> _READING TEXT_:
----------

Agricultural land — Proposal to divide unit into several parcels — General Development Order 1977 — Article 4 direction — Planning applications refused for agricultural buildings — Claim for compensation — Claim for $160,000 — Authority’s valuer speaks to £17,600 on one basis and nil loss on another — Whether planning permission refused for Class VI permitted development — Whether valuation may refer to aggregate of values — No evidence before tribunal on “after” value — Award of £135,450

The claimant owns 70.4 acres of agricultural land, the “reference land”, at New Lodge Estate, Fifield, Berkshire. He purchased it in 1983 as part of a larger area at a price of about £1,460 per acre. The reference land is old parkland adjoining Windsor Forest with views across the River Thames to Windsor Castle. In 1985 the claimant decided to sell the reference land in 15 parcels of between one and ten acres each. This prompted Windsor and Maidenhead Royal Borough Council, the local planning authority, to make a direction under article 4 of the Town and Country Planning General Development Order 1977; the direction was confirmed by the Secretary of State for the Environment in July 1985.

In 1986 the claimant made 15 planning applications in respect of each parcel he was seeking to sell; each application was for agricultural buildings. All the applications were refused by the local planning authority in October 1986. Following the planning refusals the claimant sold 69.48 acres of the reference land for prices between £1,750 and £1,789. He submitted a claim for compensation under sections 164 – 165 of the Town and Country Planning Act 1971 in respect of the loss and damage attributable to the refusal of planning permission.

----------

> _DATASET EXCERPTS_:

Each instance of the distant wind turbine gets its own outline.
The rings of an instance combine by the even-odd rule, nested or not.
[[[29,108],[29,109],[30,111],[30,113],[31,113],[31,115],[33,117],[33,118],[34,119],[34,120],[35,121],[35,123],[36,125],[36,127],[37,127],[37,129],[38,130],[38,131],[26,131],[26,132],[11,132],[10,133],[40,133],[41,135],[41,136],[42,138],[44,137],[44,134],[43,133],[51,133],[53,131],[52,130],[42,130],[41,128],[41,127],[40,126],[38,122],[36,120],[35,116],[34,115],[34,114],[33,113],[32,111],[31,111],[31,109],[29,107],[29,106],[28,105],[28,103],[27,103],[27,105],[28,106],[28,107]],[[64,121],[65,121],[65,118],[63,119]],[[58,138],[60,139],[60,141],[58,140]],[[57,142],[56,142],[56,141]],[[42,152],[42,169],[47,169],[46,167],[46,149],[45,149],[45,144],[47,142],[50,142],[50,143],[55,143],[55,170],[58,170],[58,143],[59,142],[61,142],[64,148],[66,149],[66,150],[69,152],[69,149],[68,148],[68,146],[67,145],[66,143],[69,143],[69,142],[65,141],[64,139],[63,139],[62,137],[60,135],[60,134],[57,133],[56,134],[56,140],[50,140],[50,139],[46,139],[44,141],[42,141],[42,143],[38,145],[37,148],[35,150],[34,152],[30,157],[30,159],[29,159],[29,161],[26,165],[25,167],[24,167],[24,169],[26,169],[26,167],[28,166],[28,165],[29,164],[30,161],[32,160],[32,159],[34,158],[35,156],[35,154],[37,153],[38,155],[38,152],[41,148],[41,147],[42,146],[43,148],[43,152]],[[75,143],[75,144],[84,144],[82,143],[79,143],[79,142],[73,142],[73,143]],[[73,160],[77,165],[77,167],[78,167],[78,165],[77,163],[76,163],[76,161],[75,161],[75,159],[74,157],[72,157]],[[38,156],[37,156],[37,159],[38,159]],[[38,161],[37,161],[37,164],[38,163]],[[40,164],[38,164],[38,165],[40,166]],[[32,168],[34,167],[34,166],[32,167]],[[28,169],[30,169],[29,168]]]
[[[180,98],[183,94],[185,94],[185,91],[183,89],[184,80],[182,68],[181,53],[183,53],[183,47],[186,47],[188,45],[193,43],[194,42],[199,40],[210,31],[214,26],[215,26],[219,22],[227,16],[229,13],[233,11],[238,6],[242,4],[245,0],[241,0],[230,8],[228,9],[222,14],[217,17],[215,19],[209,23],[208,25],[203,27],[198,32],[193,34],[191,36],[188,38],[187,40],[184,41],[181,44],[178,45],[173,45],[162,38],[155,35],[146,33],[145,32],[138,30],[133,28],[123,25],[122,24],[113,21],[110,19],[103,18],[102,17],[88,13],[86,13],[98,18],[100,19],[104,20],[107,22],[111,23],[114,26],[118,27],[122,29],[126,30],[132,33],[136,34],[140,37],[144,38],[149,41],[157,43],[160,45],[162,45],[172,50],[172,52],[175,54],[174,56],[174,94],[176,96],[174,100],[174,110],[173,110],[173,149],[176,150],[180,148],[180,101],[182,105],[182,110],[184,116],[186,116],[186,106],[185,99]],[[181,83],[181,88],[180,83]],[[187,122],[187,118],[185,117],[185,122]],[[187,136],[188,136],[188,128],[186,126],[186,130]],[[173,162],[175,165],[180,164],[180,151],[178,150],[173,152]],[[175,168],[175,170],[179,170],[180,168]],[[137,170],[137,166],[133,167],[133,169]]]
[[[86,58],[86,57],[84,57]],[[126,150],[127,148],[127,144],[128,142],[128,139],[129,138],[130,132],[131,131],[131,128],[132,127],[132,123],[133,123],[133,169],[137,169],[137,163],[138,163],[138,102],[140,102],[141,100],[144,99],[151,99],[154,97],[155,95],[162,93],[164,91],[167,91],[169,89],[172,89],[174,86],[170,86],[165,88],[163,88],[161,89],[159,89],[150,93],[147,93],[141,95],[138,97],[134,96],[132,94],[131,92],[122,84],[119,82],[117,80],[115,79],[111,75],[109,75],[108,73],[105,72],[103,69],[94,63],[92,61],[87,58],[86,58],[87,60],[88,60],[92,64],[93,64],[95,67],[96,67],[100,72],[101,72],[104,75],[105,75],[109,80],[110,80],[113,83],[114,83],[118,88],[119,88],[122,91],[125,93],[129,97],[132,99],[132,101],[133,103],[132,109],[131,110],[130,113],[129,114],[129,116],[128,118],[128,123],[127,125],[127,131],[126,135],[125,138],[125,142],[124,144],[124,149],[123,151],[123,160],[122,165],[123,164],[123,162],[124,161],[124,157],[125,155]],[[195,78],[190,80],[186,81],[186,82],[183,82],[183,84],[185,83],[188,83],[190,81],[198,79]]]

----------

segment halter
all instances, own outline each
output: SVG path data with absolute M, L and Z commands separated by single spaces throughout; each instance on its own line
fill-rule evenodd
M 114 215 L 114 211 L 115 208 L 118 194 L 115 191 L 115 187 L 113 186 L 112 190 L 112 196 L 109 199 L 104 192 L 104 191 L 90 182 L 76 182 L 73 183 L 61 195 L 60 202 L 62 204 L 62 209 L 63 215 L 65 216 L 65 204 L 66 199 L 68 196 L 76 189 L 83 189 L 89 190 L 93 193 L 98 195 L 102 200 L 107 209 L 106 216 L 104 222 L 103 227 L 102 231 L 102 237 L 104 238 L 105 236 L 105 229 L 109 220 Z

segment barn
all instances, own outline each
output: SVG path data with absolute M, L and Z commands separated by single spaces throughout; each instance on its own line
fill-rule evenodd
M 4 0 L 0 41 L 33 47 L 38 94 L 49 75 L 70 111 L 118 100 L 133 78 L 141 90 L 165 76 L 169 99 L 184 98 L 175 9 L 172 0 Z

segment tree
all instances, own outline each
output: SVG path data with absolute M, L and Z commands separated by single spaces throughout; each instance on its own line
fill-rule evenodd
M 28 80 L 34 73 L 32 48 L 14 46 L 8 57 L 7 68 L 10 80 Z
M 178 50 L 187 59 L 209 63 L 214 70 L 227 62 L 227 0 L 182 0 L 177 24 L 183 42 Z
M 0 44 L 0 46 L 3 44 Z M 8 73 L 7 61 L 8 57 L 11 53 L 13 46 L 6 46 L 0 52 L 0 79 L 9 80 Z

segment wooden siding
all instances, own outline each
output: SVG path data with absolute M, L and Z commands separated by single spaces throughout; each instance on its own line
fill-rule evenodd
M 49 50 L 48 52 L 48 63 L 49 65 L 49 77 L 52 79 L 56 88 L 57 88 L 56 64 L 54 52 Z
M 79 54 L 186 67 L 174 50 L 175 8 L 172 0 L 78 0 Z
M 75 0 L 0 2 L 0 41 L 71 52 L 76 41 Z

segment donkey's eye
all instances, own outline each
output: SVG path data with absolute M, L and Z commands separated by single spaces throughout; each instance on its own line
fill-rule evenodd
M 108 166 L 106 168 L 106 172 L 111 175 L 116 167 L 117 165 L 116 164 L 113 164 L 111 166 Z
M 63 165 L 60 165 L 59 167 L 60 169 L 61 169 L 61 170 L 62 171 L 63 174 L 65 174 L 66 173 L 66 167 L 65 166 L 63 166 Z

----------

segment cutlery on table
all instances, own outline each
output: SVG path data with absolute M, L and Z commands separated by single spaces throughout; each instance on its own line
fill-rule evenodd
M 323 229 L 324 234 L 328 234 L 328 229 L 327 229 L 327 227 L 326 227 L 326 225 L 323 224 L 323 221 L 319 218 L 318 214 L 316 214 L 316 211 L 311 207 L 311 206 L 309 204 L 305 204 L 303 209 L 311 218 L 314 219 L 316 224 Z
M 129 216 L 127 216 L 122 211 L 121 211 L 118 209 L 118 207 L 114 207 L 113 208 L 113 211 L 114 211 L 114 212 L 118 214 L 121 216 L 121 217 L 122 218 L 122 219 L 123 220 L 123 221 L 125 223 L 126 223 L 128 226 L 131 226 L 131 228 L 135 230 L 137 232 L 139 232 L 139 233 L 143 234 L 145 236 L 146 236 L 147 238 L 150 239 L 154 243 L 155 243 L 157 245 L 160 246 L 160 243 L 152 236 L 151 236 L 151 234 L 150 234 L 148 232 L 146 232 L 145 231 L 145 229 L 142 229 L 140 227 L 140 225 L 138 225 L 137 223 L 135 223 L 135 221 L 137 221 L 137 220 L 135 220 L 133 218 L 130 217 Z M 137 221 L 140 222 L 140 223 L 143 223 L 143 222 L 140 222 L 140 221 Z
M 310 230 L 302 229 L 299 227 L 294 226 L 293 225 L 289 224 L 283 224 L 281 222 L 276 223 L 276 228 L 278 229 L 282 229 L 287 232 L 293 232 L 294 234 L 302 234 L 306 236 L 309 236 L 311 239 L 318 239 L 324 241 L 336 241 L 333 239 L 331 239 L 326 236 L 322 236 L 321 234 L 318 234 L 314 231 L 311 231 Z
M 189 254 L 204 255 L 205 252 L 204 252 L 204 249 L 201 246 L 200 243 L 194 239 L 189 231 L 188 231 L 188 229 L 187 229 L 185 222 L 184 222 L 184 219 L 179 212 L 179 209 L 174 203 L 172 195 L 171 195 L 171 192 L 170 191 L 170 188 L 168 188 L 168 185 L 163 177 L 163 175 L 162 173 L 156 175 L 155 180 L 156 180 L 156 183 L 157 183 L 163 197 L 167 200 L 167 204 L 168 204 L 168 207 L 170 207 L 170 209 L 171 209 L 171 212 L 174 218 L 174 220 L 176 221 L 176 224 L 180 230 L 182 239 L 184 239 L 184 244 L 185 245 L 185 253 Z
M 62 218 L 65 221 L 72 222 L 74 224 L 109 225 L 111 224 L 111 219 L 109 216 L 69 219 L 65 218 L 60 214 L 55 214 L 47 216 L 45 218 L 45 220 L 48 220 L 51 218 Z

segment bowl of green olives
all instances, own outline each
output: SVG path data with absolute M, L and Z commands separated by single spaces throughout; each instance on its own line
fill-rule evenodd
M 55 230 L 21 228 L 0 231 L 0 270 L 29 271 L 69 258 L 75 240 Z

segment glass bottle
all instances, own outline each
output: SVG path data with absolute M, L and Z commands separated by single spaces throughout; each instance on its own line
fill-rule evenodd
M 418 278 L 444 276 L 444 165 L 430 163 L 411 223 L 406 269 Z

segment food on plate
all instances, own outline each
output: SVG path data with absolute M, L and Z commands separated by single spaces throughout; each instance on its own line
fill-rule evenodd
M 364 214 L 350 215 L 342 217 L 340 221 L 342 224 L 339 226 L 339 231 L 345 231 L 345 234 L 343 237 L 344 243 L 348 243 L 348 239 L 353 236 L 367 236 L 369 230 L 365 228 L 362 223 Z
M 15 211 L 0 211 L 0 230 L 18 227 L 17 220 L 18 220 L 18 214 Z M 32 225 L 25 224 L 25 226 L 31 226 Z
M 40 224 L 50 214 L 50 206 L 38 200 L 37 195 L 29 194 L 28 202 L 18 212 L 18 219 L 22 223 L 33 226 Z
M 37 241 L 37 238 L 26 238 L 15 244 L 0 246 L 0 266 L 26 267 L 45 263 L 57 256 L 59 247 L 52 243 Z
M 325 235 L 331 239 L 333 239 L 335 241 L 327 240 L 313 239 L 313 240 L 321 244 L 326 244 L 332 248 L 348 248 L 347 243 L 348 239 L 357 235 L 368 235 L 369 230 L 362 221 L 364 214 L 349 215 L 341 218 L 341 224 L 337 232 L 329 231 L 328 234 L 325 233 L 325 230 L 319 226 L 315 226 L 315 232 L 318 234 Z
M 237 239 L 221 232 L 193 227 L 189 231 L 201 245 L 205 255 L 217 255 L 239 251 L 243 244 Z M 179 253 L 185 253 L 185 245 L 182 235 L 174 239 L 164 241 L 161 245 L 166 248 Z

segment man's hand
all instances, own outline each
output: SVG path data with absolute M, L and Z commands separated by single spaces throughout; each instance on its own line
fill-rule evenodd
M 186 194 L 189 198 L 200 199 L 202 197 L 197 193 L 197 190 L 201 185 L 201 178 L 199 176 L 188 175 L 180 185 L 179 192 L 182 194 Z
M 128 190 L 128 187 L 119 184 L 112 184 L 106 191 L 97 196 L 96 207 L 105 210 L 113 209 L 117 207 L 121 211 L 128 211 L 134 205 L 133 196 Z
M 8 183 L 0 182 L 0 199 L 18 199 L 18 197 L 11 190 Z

----------

> _WRITTEN TASKS_:
(A) Answer these questions using the planning compensation text, please:
(i) How many acres of agricultural land does the claimant own at New Lodge Estate?
(ii) In what month and year did the Secretary of State for the Environment confirm the article 4 direction?
(iii) In what month and year did the local planning authority refuse all the applications?
(B) Carry on the planning compensation text from its last sentence.

> _REPLIES_:
(A)
(i) 70.4 acres
(ii) July 1985
(iii) October 1986

(B)
For the claimant evidence was given by Mr Ralph Wade FRICS that the reference land had a value of £280,000 with the benefit of Class VI permitted development had there been no article 4 direction. He then valued the land, subject to the article 4 direction and in the light of the refusal of planning permission, on the basis that it was to be sold in 15 parcels, at £120,000: the difference between the two values of £160,000 represented the loss or damage due to the article 4 direction. For the local planning authority, Mr Philip Pocock FRICS FAAV spoke to two valuations. The first valuation assumed the reference land would have been sold in lots on the valuation date in October 1986 at £3,500 per acre, made allowance for the costs of water supply and access to each parcel, and gave a figure of loss to the claimant of £17,600. The second valuation assumed the reference land would have been sold as one parcel at £2,000 per acre and there would have been no loss. The second valuation supported a legal submission that compensation under section 165 of the 1971 Act was for a refusal of planning permission for Class VI agricultural development in respect of the entirety of the reference land.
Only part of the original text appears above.